What this task involves: Repeat every line exactly, keeping the pictures out of the copy.

════════════════════

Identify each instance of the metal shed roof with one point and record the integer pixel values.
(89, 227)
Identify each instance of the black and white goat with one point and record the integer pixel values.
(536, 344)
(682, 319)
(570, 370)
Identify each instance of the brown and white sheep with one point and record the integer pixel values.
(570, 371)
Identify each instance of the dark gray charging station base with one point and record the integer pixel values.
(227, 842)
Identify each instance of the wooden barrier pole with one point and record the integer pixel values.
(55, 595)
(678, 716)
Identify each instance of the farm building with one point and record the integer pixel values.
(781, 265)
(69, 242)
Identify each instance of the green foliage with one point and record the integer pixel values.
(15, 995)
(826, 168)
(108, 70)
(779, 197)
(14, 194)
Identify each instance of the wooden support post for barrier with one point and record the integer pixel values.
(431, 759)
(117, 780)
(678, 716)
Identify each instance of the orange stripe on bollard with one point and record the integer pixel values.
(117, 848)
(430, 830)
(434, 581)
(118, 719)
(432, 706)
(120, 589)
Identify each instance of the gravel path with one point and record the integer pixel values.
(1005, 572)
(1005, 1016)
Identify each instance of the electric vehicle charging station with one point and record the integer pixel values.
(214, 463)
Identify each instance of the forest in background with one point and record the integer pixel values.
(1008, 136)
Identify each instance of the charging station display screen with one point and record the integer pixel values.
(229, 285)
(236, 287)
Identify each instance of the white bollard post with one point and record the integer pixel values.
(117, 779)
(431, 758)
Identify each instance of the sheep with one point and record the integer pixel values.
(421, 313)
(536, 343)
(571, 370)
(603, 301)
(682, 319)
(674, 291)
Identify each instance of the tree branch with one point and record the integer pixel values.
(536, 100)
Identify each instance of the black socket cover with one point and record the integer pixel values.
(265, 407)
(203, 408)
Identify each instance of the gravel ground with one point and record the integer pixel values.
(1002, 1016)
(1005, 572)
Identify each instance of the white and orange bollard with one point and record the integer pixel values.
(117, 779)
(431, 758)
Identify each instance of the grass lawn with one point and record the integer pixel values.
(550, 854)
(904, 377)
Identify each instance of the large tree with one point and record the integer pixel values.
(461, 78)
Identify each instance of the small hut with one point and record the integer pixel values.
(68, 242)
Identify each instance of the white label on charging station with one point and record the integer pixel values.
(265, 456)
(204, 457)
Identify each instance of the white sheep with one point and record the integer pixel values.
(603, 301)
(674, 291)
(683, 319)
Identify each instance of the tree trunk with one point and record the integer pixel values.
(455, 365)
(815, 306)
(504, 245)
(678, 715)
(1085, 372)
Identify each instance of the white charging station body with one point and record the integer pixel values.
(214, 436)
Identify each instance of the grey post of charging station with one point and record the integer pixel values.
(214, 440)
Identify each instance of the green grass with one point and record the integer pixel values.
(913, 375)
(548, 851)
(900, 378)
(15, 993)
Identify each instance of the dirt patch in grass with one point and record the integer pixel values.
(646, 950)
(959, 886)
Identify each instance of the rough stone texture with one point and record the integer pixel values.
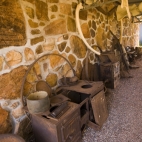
(65, 70)
(12, 24)
(41, 24)
(13, 57)
(92, 57)
(92, 32)
(34, 32)
(93, 25)
(52, 16)
(85, 30)
(65, 37)
(32, 24)
(62, 46)
(49, 44)
(10, 83)
(31, 77)
(71, 25)
(67, 49)
(61, 38)
(29, 54)
(72, 60)
(39, 49)
(5, 126)
(100, 38)
(56, 61)
(30, 12)
(52, 79)
(53, 1)
(54, 8)
(56, 27)
(125, 111)
(45, 67)
(89, 23)
(31, 1)
(1, 62)
(65, 8)
(78, 69)
(37, 40)
(83, 15)
(78, 47)
(74, 5)
(28, 88)
(40, 13)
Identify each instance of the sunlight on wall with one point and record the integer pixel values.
(140, 35)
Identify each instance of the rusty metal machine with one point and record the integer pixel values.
(76, 103)
(62, 126)
(91, 98)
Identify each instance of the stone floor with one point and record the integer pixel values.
(124, 123)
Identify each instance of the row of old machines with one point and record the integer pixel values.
(74, 107)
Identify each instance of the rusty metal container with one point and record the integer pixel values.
(91, 98)
(38, 102)
(63, 128)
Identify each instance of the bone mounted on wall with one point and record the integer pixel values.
(79, 6)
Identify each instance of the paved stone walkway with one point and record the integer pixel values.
(124, 123)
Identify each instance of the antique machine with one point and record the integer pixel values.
(76, 103)
(58, 123)
(91, 98)
(63, 127)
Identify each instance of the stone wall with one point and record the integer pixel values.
(48, 26)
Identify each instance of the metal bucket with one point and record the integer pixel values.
(38, 102)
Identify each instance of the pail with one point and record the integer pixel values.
(38, 102)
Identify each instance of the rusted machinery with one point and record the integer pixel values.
(91, 99)
(65, 127)
(76, 104)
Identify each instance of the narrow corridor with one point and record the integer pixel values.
(124, 123)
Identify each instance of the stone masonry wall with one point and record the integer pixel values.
(47, 26)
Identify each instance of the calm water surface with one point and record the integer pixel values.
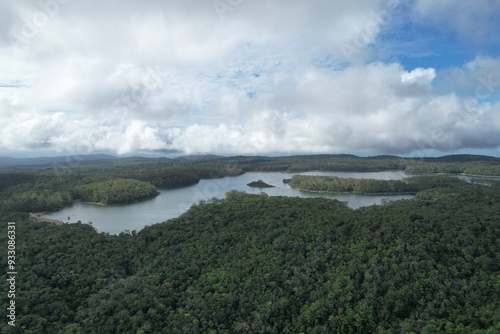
(174, 202)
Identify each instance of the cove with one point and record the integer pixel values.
(172, 203)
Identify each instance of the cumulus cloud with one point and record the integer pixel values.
(252, 77)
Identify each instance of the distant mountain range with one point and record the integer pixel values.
(70, 159)
(92, 159)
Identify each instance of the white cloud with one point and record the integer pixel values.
(421, 76)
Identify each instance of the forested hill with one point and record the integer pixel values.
(259, 264)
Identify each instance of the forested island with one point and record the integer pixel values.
(256, 263)
(119, 191)
(332, 184)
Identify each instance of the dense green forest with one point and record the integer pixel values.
(370, 186)
(259, 264)
(46, 187)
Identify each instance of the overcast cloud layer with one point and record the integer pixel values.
(248, 77)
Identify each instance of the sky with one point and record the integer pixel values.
(250, 77)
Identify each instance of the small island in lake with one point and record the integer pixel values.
(259, 184)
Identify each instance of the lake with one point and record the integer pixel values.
(172, 203)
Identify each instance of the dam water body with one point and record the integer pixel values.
(172, 203)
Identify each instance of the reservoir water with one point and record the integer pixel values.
(172, 203)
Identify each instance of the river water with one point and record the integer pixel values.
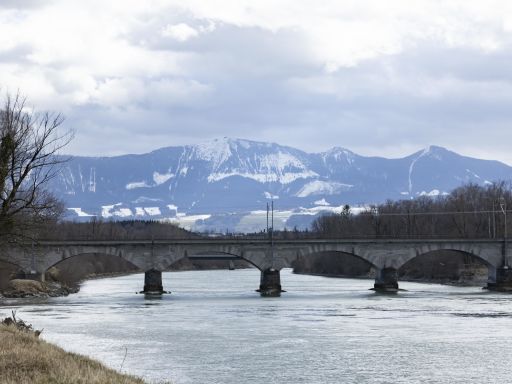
(214, 328)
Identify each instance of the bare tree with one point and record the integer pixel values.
(29, 143)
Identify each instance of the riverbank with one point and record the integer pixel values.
(22, 288)
(25, 358)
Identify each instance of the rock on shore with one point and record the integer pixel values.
(19, 288)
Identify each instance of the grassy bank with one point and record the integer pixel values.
(24, 358)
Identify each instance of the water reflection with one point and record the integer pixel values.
(214, 328)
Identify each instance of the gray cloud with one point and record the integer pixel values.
(174, 77)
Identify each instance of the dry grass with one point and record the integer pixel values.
(26, 359)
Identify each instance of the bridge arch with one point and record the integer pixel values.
(95, 258)
(491, 258)
(213, 255)
(57, 255)
(347, 249)
(334, 262)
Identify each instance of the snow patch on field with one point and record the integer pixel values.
(322, 202)
(80, 213)
(153, 211)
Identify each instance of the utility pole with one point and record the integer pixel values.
(272, 235)
(268, 234)
(503, 206)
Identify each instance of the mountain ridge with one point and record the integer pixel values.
(236, 176)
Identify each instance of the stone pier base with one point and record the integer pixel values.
(386, 280)
(501, 280)
(153, 282)
(270, 283)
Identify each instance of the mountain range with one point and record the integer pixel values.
(226, 183)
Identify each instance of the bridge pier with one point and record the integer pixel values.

════════════════════

Answer to the problem:
Identify each instance of the metal shed roof with one point and record the integer pixel values.
(89, 227)
Identify each instance of the black and white goat with one point and record the integer pixel values.
(536, 344)
(682, 319)
(570, 370)
Identify each instance of the brown and white sheep with one point and record the integer pixel values.
(570, 371)
Identify each instance of the dark gray charging station base with one point and record the integer pixel values.
(227, 842)
Identify each instance of the wooden barrier pole with one point and record the integer pixel values.
(55, 595)
(678, 716)
Identify each instance of the farm building with one point and record the integer pixel values.
(781, 265)
(69, 242)
Identify each instance of the green foliage with one point and record the integer pixel values.
(15, 995)
(826, 168)
(108, 70)
(779, 197)
(14, 194)
Identify each instance of the wooden support post for barrier with one point and record the integer pixel values.
(431, 759)
(117, 780)
(678, 716)
Identify each instance of the orange stripe on bollard with one point and record the integer pixel values.
(117, 848)
(430, 830)
(434, 581)
(118, 719)
(432, 706)
(120, 589)
Identify each instance of the gravel path with one point and record the integer pixel values.
(1005, 572)
(1005, 1016)
Identify each instance of the electric vehicle charging station with one point and record the integer pixel values.
(214, 463)
Identify each instance of the forest in background with one point and record the integer pixel values.
(1008, 136)
Identify each instance of the charging station display screen with one point and record the integer pixel values.
(229, 285)
(236, 287)
Identify each instance of the white bollard post with one point and record the integer pixel values.
(117, 779)
(431, 758)
Identify each instance of the sheep with one point and record the integer pixel values.
(421, 313)
(536, 343)
(571, 370)
(603, 301)
(682, 319)
(674, 291)
Identify each instance of the tree branch with one point and record the integer pixel values.
(536, 100)
Identify each instance of the black socket cover with one point and record the integer pixel values.
(265, 407)
(203, 408)
Identify each instance of the gravel ground with one point and record the integer pixel values.
(1002, 1016)
(1005, 572)
Identify each instance of the white and orange bollard with one point and record the integer pixel values.
(117, 779)
(431, 758)
Identify each instance of the grass lawn with one point and record the integer pixel values.
(550, 854)
(904, 377)
Identify each instance of the large tree with one point and record the integer pixel values.
(461, 78)
Identify each instance of the small hut with one point and record the integer pixel values.
(68, 242)
Identify each instance of the white label on charging station with one point and record the integer pixel values.
(265, 456)
(204, 457)
Identify each instance of the white sheep with one point and record the integer pixel values.
(603, 301)
(674, 291)
(683, 319)
Identify each instance of the tree trunk with one point and record the integer pixel values.
(455, 365)
(815, 306)
(504, 245)
(678, 715)
(1085, 372)
Identify each instance of the white charging station body with one point and record the integer pixel values.
(214, 436)
Identify each instance of the grey post of charging station with one point and record the integer pixel values.
(214, 440)
Identify each instance of the green grass with one point and record the integer pixel values.
(913, 375)
(548, 851)
(900, 378)
(15, 993)
Identify each instance of the dirt patch in grass with one point and record the integer pixel values.
(646, 950)
(959, 886)
Identify each instance of the rough stone texture with one point and record the integer pixel values.
(65, 70)
(12, 24)
(41, 24)
(13, 57)
(92, 57)
(92, 32)
(34, 32)
(93, 25)
(52, 16)
(85, 30)
(65, 37)
(32, 24)
(62, 46)
(49, 44)
(10, 83)
(31, 77)
(71, 25)
(67, 49)
(61, 38)
(29, 54)
(72, 60)
(39, 49)
(5, 126)
(100, 38)
(56, 61)
(30, 12)
(52, 79)
(53, 1)
(54, 8)
(56, 27)
(125, 111)
(45, 67)
(89, 23)
(31, 1)
(1, 62)
(65, 8)
(78, 69)
(37, 40)
(83, 15)
(78, 47)
(74, 5)
(28, 88)
(40, 13)
Identify each instance of the sunlight on wall with one point and record the integer pixel values.
(140, 35)
Identify each instance of the rusty metal machine with one point and record the integer pixel values.
(76, 103)
(62, 126)
(91, 98)
Identify each instance of the stone floor with one point and record the integer pixel values.
(124, 123)
Identify each instance of the row of old machines with one point and record the integer pixel values.
(74, 107)
Identify each instance of the rusty metal container with one point and record the integer pixel values.
(91, 98)
(38, 102)
(63, 128)
Identify each instance of the bone mounted on wall with one point and record the integer pixel values.
(79, 6)
Identify each instance of the paved stone walkway with one point and record the integer pixel values.
(124, 123)
Identify each instance of the antique machine with one point and record the integer pixel values.
(76, 103)
(58, 123)
(91, 98)
(63, 127)
Identify each instance of the stone wall with one point and record the integer pixel values.
(48, 26)
Identify each instance of the metal bucket with one point and record the integer pixel values.
(38, 102)
Identify each instance of the pail with one point and record the integer pixel values.
(38, 102)
Identify each instance of the rusted machinery with one point and record the integer pixel values.
(91, 99)
(65, 127)
(76, 104)
Identify each instance of the narrow corridor with one point and record the integer pixel values.
(124, 123)
Identify each instance of the stone masonry wall with one point and record the integer pixel values.
(47, 26)
Identify each instance of the calm water surface with one point and record the integer pixel values.
(174, 202)
Identify each instance of the cove with one point and record the integer pixel values.
(172, 203)
Identify each instance of the cumulus cloud with one point and record the integer pixel values.
(252, 77)
Identify each instance of the distant mountain range with one point and record the integer pixel values.
(70, 159)
(92, 159)
Identify each instance of the white cloud with one point and record the integer pixel values.
(421, 76)
Identify each instance of the forested hill with one point and record the integer pixel values.
(259, 264)
Identify each instance of the forested island with one point and record the integer pixel values.
(256, 263)
(119, 191)
(332, 184)
Identify each instance of the dense green forest with one point and record the integer pixel values.
(370, 186)
(259, 264)
(46, 187)
Identify each instance of the overcast cloud layer with one point and record the integer pixel values.
(248, 77)
Identify each instance of the sky with one point and record the integer pixel values.
(250, 77)
Identify each instance of the small island in lake with one point and record the integer pixel values.
(259, 184)
Identify each instance of the lake with one point and record the integer pixel values.
(172, 203)
Identify each instance of the dam water body with one point and record the integer pixel values.
(172, 203)
Identify each instance of the reservoir water with one point and record the integer pixel values.
(172, 203)
Identify each instance of the river water with one point and record the integer pixel values.
(214, 328)
Identify each instance of the bare tree with one point and record the integer pixel values.
(29, 143)
Identify each instance of the riverbank with one point and record the integer pixel values.
(22, 288)
(25, 358)
Identify each instance of the rock on shore with one point and record the integer pixel values.
(19, 288)
Identify each instance of the grassy bank with one point and record the integer pixel values.
(24, 358)
Identify each instance of the water reflection with one point and record the integer pixel values.
(214, 328)
Identify each instance of the gray cloud with one point and record the integer pixel values.
(174, 77)
Identify each instance of the dry grass with one point and record the integer pixel values.
(26, 359)
Identify each instance of the bridge arch with one point and record the integer pixel values.
(95, 258)
(491, 258)
(213, 255)
(57, 255)
(347, 249)
(334, 262)
Identify each instance of the snow patch on field with one point and record the integer pixel values.
(322, 202)
(80, 213)
(153, 211)
Identify each instance of the utility pole with one point and record the integer pixel values.
(272, 235)
(268, 234)
(503, 206)
Identify each instance of the mountain ridge with one point and record the integer pixel values.
(236, 176)
Identify each instance of the stone pier base with one point and record the integer pixel values.
(386, 280)
(501, 280)
(153, 282)
(270, 283)
Identify each instance of the mountain range with one point and record the integer pixel values.
(226, 183)
Identify each instance of the bridge pier with one point and record the integer pixel values.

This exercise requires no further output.